- [TASK DESCRIPTION] Update the listing below by changing every "set-piece analysis" to "scene analysis", and leave all other text unchanged.
==========
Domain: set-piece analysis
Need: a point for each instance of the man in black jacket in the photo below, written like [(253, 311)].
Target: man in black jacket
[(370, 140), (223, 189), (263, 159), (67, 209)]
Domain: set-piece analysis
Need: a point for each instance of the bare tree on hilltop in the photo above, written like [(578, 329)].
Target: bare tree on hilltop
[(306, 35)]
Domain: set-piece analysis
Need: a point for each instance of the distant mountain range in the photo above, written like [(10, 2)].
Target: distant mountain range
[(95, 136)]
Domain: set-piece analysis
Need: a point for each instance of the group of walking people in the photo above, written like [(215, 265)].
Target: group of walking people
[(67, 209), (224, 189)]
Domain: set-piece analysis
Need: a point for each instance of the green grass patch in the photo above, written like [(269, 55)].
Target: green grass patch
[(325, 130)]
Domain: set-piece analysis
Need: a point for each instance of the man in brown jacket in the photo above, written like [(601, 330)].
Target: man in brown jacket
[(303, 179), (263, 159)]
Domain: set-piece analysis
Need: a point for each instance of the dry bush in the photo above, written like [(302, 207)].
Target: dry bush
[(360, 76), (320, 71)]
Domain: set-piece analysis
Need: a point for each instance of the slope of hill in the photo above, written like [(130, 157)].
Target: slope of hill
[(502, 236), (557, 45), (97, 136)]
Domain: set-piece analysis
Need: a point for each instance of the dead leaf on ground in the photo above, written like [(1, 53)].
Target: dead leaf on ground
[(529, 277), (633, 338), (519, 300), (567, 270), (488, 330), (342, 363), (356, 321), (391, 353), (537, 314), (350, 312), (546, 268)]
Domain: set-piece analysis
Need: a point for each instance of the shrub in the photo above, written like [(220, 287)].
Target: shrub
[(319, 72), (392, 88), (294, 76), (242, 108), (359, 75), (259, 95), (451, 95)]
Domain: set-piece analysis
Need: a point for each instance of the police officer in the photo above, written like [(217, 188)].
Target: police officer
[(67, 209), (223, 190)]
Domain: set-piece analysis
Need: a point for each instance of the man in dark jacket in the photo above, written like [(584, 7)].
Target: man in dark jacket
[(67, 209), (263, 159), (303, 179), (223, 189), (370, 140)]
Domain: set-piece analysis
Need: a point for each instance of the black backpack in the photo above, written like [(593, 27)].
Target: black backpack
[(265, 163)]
==========
- [OUTPUT OF THE EXERCISE]
Domain: scene analysis
Need: a point for each instance of the man in black jacket in the photo below, written like [(253, 311)].
Target: man in black jacket
[(370, 140), (223, 189), (263, 159), (67, 209)]
Domain: scene analysis
Need: a point for each instance of the bare tree on hilltop in the photo above, written like [(578, 329)].
Target: bare tree on hilltop
[(306, 35)]
Domain: scene analysis
Need: a point for each instance of the distant mountain range in the photo above, written like [(10, 2)].
Target: distant mountain range
[(95, 136)]
Domain: scene analysis
Need: a point for each instance of the group of walking people in the photo above, written like [(215, 265)].
Target: group of walking people
[(67, 209), (224, 189)]
Domain: scene analysis
Need: a point for each instance of the green grass patch in the photo above, written like [(269, 55)].
Target: green grass patch
[(325, 130)]
Domain: scene analysis
Need: a point for each instance of the man in brown jacket in the photo above, written like [(601, 330)].
Target: man in brown jacket
[(303, 179), (263, 159)]
Domain: scene analysis
Need: a point for each instance of the dry bush in the photo above, written like [(302, 207)].
Target: dry bush
[(360, 76), (320, 71)]
Domain: scene analysis
Need: a point for each instance of the slope of hill in the photo above, written like [(130, 157)].
Target: slope of hill
[(502, 236), (557, 45), (97, 136)]
Domain: scene analysis
Need: a point for each instance of the dead leaf on ground in the photo above, written like [(1, 53)].
Target: dead leaf on ground
[(529, 277), (633, 338), (519, 300), (567, 270), (488, 330), (342, 363), (356, 321), (391, 353), (537, 314), (350, 312), (546, 268)]
Domain: scene analysis
Need: a point for each instance of the shrub in the photo above, written like [(220, 287)].
Target: shrub
[(319, 72), (392, 88), (294, 76), (242, 108), (359, 75), (259, 95), (451, 95)]
Domain: scene analysis
Need: a point for each instance of the police officer in the photo above, written like [(217, 188)].
Target: police officer
[(67, 209), (223, 190)]
Domain: scene analysis
Need: a point for each instance of the man in dark jacket in the photo above, written like [(584, 7)].
Target: man in dark jacket
[(67, 209), (263, 159), (303, 179), (223, 189), (370, 140)]
Domain: scene analysis
Need: a point for each instance of the black backpack in the photo above, written like [(593, 27)].
Target: black backpack
[(265, 163)]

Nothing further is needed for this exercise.